## [Article]
• • • • •
Quentin Tarantino’s Pulp Fiction is one of the most influential movies ever made, which is interesting given that it’s also one of the most influenced movies ever made. The 1994 feature, which was released theatrically 20 years ago this month, is like the Paul’s Boutique of film given all the cinematic samples it’s comprised of. Tarantino is the uber movie geek, and he shows it over and over again in his own work, and this collaboration with co-writer Roger Avary might take the cake as far as how many allusions he can fit in, whether they’re spoken references or shots that perfectly mimic and repurpose those of his favorite classic films. You can find homages in the plot, dialogue, character names, props, cinematography and more.

Because there are so many movies referenced in Pulp Fiction, and because you can find many places online that attempt to list them all, I’m going to recommend just the most prominent and also the most essential of the bunch. Additionally, some of this week’s curation of movies to see are otherwise relevant, titles that might not have inspired Tarantino unless he cast certain people because of work they’d done in the past – which, for him, is not only plausible but also very likely.

Not everything included below is something the filmmaker has admitted to loving and being influenced by, but we can presume they’re all things he’s seen. The guy sees everything. He’d probably come up with a different list of the most important movies to see after and in relation to Pulp Fiction. In fact, he’d probably come up with a bunch. In lieu of him doing so, here are my picks.

The Great Train Robbery (1903)

Every list of movies connected to Pulp Fiction name this landmark Edwin S. Porter short as a link to the robbery plans of “Pumpkin” and “Honey Bunny” (Tim Roth and Amanda Plummer). They have the bright idea to take the wallets of all the customers in a diner they’re holding up, and the bandits in The Great Train Robbery do the same thing with the passengers of the train they’re robbing. That can’t have been the first time such a plan occurred, nor is it definite Tarantino intended for the connection, but regardless this is one of the most important movies ever made, so just let this be an excuse to watch it and appreciate its breakthroughs in film editing, just as we appreciate Pulp Fiction for its breakthroughs in story editing.


The Killers (1946)
• • • • •
## [Exercise set]
#1 List every real person named in the article on the films behind Pulp Fiction.
#2 Write the next part of the article on the films behind Pulp Fiction, starting right after the heading "The Killers (1946)".
• • • • •
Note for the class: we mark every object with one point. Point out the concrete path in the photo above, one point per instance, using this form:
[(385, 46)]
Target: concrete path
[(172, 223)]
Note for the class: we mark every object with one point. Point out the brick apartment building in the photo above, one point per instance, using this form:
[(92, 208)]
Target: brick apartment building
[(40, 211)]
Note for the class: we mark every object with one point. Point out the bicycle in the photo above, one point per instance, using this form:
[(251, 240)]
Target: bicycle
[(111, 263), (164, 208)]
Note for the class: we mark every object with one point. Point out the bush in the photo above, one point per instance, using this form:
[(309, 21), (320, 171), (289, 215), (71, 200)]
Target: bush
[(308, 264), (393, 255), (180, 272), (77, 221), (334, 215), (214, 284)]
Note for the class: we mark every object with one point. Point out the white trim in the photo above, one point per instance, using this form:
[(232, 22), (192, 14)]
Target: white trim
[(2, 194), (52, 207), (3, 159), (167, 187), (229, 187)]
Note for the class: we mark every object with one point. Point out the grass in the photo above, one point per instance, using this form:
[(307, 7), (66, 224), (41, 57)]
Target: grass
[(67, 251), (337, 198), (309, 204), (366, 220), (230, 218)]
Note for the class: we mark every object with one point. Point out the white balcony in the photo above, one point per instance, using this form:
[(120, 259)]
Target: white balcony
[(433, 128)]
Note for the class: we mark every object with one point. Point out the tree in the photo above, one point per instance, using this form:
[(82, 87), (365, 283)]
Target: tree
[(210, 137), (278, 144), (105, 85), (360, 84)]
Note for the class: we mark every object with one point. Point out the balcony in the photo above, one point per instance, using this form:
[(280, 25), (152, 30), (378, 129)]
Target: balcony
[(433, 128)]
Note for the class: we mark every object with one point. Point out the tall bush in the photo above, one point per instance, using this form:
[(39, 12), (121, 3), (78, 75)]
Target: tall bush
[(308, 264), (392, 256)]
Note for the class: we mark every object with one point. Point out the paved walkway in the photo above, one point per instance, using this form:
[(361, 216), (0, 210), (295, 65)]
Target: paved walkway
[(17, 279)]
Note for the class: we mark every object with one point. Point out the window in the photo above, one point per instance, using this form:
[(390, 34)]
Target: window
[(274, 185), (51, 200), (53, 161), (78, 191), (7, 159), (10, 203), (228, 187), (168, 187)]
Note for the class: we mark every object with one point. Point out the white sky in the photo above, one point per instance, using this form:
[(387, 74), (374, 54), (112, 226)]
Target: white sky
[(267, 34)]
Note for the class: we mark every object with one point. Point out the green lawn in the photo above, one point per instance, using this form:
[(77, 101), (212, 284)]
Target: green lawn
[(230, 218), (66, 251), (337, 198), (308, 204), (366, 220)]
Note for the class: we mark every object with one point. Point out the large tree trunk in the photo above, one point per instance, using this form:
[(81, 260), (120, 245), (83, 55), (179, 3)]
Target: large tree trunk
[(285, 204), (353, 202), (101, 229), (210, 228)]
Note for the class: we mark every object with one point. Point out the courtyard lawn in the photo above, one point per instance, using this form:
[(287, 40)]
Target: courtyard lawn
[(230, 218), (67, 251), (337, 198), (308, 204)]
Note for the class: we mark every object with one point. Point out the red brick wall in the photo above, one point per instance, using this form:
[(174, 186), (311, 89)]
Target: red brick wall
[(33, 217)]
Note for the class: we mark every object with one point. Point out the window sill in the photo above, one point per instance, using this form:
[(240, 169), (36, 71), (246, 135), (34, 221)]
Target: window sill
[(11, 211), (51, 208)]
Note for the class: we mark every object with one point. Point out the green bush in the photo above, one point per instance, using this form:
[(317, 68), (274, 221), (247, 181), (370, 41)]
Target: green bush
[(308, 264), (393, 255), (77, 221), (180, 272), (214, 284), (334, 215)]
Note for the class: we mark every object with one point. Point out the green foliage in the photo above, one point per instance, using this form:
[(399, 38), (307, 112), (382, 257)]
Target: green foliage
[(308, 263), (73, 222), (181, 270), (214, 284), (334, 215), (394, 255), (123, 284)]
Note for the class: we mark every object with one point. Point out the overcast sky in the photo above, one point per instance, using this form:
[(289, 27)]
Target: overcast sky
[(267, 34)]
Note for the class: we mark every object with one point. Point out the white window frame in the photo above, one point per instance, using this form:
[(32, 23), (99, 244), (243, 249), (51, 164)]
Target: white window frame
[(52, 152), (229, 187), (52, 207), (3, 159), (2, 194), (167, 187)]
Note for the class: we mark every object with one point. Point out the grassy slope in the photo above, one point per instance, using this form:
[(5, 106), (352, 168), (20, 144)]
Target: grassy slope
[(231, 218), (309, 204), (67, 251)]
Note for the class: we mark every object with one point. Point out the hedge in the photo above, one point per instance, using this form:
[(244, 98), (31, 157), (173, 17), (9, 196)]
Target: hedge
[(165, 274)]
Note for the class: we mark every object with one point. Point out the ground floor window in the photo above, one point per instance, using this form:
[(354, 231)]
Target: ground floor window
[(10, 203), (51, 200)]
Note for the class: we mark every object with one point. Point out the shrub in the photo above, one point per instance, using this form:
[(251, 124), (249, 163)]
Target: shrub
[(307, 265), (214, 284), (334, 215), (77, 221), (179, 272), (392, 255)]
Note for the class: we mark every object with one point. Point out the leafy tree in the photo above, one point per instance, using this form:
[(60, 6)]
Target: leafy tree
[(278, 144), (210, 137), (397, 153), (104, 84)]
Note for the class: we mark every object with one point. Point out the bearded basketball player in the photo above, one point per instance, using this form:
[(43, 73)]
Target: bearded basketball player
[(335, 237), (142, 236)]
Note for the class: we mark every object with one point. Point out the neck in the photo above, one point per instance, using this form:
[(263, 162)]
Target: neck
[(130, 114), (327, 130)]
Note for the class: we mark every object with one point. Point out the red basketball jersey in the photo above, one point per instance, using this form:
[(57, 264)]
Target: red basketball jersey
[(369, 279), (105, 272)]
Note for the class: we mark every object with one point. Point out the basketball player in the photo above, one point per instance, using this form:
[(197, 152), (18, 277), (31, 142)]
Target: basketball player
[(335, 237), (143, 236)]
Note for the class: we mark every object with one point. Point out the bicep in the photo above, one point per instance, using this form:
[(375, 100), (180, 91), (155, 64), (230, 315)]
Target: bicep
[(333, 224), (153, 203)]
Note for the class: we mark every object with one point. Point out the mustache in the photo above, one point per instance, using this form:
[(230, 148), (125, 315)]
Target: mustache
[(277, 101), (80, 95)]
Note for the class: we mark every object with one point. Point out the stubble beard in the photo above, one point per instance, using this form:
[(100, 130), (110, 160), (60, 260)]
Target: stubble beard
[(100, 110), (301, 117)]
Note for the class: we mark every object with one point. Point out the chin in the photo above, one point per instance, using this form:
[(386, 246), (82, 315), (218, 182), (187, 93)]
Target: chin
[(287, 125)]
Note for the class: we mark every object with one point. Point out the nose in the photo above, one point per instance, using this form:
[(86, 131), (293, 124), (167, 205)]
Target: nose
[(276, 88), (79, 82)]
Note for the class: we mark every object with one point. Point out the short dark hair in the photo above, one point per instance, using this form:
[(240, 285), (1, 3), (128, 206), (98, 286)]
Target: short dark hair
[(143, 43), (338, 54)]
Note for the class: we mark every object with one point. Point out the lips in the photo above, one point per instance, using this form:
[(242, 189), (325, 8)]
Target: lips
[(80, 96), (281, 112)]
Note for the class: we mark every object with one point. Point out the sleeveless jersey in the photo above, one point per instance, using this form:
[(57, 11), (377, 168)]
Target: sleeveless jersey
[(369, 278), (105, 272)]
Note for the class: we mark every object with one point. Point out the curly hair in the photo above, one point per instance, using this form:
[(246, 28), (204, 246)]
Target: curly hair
• • • • •
## [Answers]
#1 Quentin Tarantino, Roger Avary, Tim Roth, Amanda Plummer, Edwin S. Porter

#2
This one has it all, a boxer mixed up with gangsters who is also into the boss’s wife (she was his first). Divide up Burt Lancaster’s breakthrough role in this film-noir classic and you’ve got a few characters in Pulp Fiction. Most notably lifted, though, is an early scene in which two hitmen are seen gunning down a guy (the Lancaster role) and there are flashes of light, from their guns, and then the movie cuts to a flashback. Fans compare it to the scene in Pulp Fiction where Vincent and Jules (John Travolta and Samuel L. Jackson) gun down Brett (Frank Whaley), mainly because it also features flashes of light, less explicably. And then it cuts to another one of the movie’s intertwining tales.


Body and Soul (1947)

Considered the first great boxing film, this film noir stars John Garfield as a character who is easily aligned with Butch (Bruce Willis) in Pulp Fiction. Spoiler: at the end, Garfield’s boxer also goes against his boss by winning a fight he’s supposed to throw. But he’s less in a hurry to get away than Butch is. “What are you gonna do, kill me? Everybody dies,” he says famously to the promoter. Unlike Pulp Fiction, this film shows the sport, and it’s shot intensely by cinematographer James Wong Howe, who was in the ring for much of the time on roller skates and with a handheld camera.


Born Yesterday (1950)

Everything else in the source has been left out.